(Position annotation records)
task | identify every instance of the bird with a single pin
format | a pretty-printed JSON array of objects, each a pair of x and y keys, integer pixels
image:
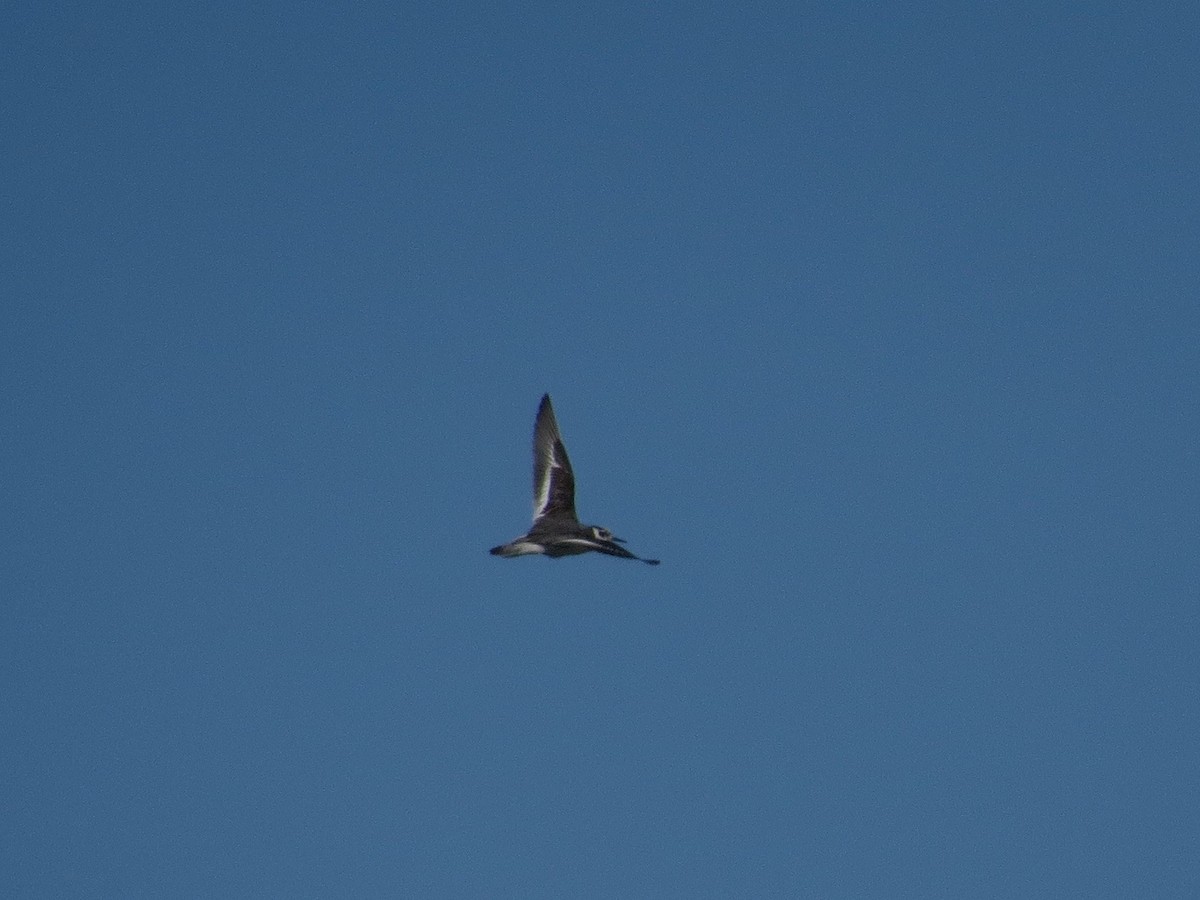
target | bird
[{"x": 556, "y": 529}]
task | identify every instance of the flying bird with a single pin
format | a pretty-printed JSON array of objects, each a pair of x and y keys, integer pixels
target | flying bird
[{"x": 556, "y": 529}]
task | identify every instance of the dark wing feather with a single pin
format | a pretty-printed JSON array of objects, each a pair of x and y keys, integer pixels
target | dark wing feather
[{"x": 553, "y": 483}]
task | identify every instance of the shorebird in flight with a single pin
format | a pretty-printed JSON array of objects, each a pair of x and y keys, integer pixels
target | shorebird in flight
[{"x": 556, "y": 529}]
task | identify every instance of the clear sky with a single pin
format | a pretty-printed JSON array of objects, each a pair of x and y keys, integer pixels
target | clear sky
[{"x": 877, "y": 323}]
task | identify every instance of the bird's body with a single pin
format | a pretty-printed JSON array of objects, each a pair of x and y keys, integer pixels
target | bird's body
[{"x": 556, "y": 529}]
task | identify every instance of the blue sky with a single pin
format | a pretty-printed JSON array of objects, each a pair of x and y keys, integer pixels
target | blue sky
[{"x": 879, "y": 327}]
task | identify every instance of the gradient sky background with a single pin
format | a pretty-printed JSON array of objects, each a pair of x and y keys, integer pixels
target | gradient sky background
[{"x": 880, "y": 324}]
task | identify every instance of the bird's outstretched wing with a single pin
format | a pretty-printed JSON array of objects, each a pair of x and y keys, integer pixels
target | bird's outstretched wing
[{"x": 553, "y": 483}]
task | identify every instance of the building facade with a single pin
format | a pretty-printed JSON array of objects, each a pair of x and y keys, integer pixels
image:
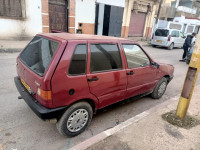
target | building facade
[{"x": 21, "y": 19}]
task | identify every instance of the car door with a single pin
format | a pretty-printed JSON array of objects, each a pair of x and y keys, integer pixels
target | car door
[
  {"x": 106, "y": 75},
  {"x": 141, "y": 75}
]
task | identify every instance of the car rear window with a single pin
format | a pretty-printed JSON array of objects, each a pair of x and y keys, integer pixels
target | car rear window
[
  {"x": 162, "y": 32},
  {"x": 38, "y": 54}
]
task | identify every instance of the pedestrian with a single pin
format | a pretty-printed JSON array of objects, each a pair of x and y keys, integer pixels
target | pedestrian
[{"x": 186, "y": 46}]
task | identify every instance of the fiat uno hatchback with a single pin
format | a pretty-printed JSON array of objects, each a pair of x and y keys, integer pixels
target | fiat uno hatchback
[{"x": 68, "y": 77}]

**What you will do**
Locate "task | identify every instance of the car rear" in the material, then quote the line that contains it and all lines after it through the final one.

**Worked solution**
task | identify every instance of the car rear window with a single pin
format | a pretty-printed JSON array of objects, each a pair of x and y keys, integer pixels
target | car rear window
[
  {"x": 162, "y": 32},
  {"x": 38, "y": 54}
]
task | identify every instance of the pedestrian with a single pin
format | a pretty-printed JSON array of objects, each a pair of x and y keys, integer pixels
target | pedestrian
[{"x": 186, "y": 46}]
task | identify every instance of the fiat uno hatchback with a single pin
format | a pretty-printed JSON array of objects, each a pair of x and y keys, integer pixels
target | fiat uno hatchback
[{"x": 68, "y": 77}]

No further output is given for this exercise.